___ ROWS
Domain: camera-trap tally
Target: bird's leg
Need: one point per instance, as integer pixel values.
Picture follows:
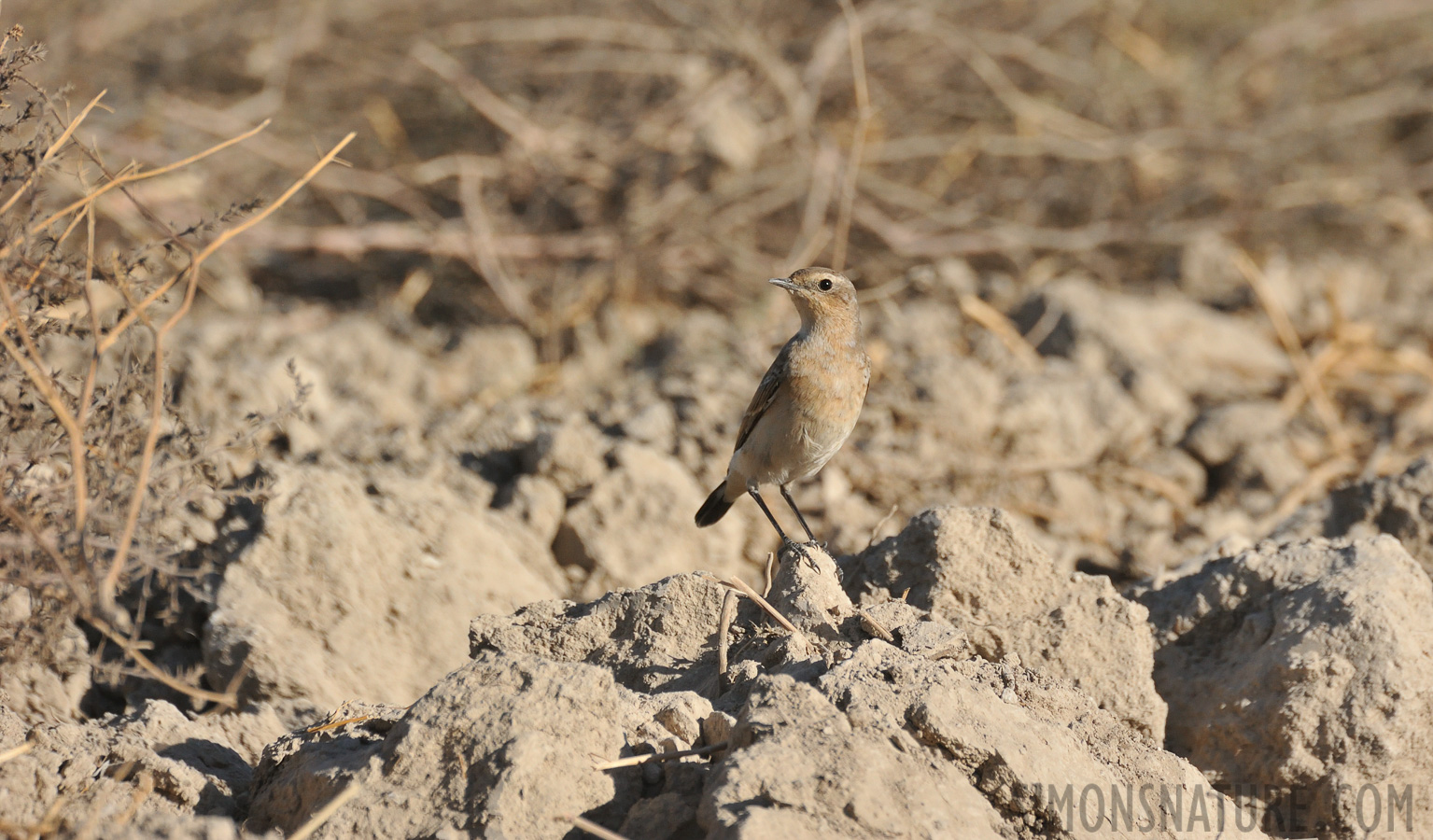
(785, 540)
(792, 502)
______
* [TO DO]: Copy the lines above word for word, leaving out the picture.

* [COMPLETE ANSWER]:
Domain: camera-trap tally
Target: bird's leg
Need: one point per instance, as integer pixel values.
Picture follows:
(785, 540)
(792, 502)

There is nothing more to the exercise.